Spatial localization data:
···
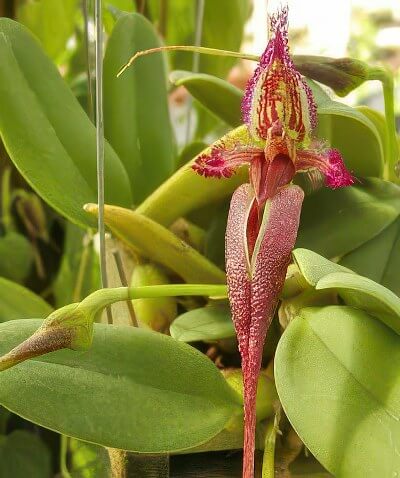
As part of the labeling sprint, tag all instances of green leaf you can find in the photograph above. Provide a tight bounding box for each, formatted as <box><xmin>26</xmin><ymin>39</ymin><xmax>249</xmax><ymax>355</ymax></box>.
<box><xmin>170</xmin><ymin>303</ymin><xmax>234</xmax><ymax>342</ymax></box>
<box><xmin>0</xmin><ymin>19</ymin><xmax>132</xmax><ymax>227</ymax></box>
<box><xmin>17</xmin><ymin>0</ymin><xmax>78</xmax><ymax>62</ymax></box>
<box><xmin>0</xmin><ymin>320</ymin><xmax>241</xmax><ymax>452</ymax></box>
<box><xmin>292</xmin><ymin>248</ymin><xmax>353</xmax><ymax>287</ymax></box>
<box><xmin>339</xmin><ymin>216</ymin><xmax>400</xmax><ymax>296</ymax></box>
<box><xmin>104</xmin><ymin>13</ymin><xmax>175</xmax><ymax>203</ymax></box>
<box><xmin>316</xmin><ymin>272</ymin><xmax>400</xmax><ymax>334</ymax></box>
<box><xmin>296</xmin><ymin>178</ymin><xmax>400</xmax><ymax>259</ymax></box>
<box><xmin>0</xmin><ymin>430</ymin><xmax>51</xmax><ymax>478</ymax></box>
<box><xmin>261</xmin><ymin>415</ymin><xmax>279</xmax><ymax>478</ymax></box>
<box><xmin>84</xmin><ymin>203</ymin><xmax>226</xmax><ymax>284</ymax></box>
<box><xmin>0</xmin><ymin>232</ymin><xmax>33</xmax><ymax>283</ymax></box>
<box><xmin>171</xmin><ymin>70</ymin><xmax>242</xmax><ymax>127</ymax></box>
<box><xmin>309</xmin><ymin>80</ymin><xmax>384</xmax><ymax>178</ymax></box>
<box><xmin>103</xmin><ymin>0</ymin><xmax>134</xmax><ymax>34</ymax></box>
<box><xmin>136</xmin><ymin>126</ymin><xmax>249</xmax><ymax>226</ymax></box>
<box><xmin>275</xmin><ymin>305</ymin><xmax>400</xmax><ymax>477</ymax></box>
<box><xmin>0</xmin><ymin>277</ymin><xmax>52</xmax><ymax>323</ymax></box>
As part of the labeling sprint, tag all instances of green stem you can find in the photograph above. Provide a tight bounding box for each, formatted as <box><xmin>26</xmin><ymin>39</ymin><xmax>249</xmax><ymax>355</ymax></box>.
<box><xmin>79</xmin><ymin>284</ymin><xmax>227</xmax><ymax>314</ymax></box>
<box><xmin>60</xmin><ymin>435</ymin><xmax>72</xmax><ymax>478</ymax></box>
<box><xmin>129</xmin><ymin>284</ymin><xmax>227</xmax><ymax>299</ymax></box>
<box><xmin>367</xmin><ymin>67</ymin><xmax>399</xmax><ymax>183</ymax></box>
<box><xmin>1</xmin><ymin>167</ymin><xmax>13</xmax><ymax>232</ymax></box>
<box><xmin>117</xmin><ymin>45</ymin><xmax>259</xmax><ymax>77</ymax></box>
···
### Task goal
Return each record exactly as given, excluding any image.

### Exercise solution
As part of the labeling sprint, tag all instances of green leaf you can find in the photograph above. Provide a tight bounding box for each, formatted as <box><xmin>26</xmin><ymin>39</ymin><xmax>249</xmax><ymax>355</ymax></box>.
<box><xmin>170</xmin><ymin>303</ymin><xmax>234</xmax><ymax>342</ymax></box>
<box><xmin>0</xmin><ymin>19</ymin><xmax>132</xmax><ymax>227</ymax></box>
<box><xmin>17</xmin><ymin>0</ymin><xmax>78</xmax><ymax>62</ymax></box>
<box><xmin>0</xmin><ymin>320</ymin><xmax>241</xmax><ymax>452</ymax></box>
<box><xmin>292</xmin><ymin>248</ymin><xmax>353</xmax><ymax>287</ymax></box>
<box><xmin>339</xmin><ymin>216</ymin><xmax>400</xmax><ymax>296</ymax></box>
<box><xmin>104</xmin><ymin>13</ymin><xmax>175</xmax><ymax>203</ymax></box>
<box><xmin>316</xmin><ymin>272</ymin><xmax>400</xmax><ymax>334</ymax></box>
<box><xmin>296</xmin><ymin>178</ymin><xmax>400</xmax><ymax>259</ymax></box>
<box><xmin>0</xmin><ymin>430</ymin><xmax>51</xmax><ymax>478</ymax></box>
<box><xmin>261</xmin><ymin>415</ymin><xmax>279</xmax><ymax>478</ymax></box>
<box><xmin>84</xmin><ymin>203</ymin><xmax>226</xmax><ymax>284</ymax></box>
<box><xmin>0</xmin><ymin>232</ymin><xmax>33</xmax><ymax>283</ymax></box>
<box><xmin>171</xmin><ymin>70</ymin><xmax>242</xmax><ymax>127</ymax></box>
<box><xmin>309</xmin><ymin>80</ymin><xmax>384</xmax><ymax>178</ymax></box>
<box><xmin>103</xmin><ymin>0</ymin><xmax>134</xmax><ymax>34</ymax></box>
<box><xmin>136</xmin><ymin>126</ymin><xmax>249</xmax><ymax>226</ymax></box>
<box><xmin>275</xmin><ymin>305</ymin><xmax>400</xmax><ymax>477</ymax></box>
<box><xmin>0</xmin><ymin>277</ymin><xmax>52</xmax><ymax>323</ymax></box>
As part of the labeling sprint, tag all instances of green stem you can find in the photograph above. Provide a tight bounding box for each, formatted as <box><xmin>26</xmin><ymin>39</ymin><xmax>249</xmax><ymax>355</ymax></box>.
<box><xmin>79</xmin><ymin>284</ymin><xmax>227</xmax><ymax>314</ymax></box>
<box><xmin>60</xmin><ymin>435</ymin><xmax>72</xmax><ymax>478</ymax></box>
<box><xmin>129</xmin><ymin>284</ymin><xmax>227</xmax><ymax>299</ymax></box>
<box><xmin>367</xmin><ymin>67</ymin><xmax>399</xmax><ymax>183</ymax></box>
<box><xmin>1</xmin><ymin>167</ymin><xmax>13</xmax><ymax>232</ymax></box>
<box><xmin>117</xmin><ymin>45</ymin><xmax>259</xmax><ymax>77</ymax></box>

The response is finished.